Records of named region outlines:
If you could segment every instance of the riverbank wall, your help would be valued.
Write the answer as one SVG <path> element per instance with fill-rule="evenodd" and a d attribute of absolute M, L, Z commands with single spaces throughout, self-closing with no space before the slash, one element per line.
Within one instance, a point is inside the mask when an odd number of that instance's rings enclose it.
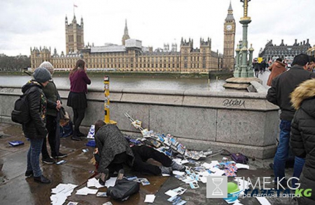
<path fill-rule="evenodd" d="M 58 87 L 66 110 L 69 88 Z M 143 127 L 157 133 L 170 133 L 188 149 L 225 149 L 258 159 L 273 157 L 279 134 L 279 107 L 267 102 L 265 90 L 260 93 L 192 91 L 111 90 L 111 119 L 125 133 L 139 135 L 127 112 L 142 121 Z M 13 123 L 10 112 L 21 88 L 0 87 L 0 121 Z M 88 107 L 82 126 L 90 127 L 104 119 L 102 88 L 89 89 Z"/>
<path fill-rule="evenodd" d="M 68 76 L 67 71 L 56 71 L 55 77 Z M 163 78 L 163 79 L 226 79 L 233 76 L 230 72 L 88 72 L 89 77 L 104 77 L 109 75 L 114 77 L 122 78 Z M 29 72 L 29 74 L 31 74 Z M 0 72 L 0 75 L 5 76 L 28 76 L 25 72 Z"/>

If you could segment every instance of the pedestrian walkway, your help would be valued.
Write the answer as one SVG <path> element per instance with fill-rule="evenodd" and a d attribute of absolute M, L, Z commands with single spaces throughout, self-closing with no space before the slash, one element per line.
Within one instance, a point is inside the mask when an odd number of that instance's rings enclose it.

...

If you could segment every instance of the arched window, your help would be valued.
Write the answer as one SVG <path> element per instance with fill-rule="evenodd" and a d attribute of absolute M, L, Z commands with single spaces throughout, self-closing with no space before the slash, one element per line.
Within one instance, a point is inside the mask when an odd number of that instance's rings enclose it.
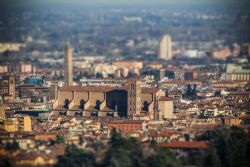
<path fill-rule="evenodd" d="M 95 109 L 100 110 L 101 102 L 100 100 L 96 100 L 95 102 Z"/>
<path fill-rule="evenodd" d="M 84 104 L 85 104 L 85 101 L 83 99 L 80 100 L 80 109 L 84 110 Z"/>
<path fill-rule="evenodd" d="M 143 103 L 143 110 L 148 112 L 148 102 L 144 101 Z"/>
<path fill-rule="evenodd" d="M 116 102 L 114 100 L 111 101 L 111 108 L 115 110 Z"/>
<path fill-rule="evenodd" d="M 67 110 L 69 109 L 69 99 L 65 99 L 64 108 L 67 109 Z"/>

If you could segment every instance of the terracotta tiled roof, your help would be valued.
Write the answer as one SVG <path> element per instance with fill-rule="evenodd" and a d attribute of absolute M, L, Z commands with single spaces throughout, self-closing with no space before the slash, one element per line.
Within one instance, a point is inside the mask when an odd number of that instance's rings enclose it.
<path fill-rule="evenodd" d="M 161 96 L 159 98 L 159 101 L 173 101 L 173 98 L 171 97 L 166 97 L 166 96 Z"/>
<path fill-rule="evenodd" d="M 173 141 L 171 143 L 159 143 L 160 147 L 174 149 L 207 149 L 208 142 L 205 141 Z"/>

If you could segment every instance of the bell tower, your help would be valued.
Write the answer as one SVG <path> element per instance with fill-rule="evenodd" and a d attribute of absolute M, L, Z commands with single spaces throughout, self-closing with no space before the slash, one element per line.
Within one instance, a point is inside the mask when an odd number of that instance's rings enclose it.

▸ **Aim of the exercise**
Gather all lines in the records above that contain the word "every", and copy each one out in full.

▸ **Solution to this task**
If you could segment every instance of the riverbank wall, your help would be valued.
If you could segment every instance of the pedestrian walkway, your help would be valued.
If you could segment every instance of the arched window, your help would be valued.
If you could segment every instance of the terracotta tiled roof, your help would be valued.
If you could segment every instance of the bell tower, your help would be valued.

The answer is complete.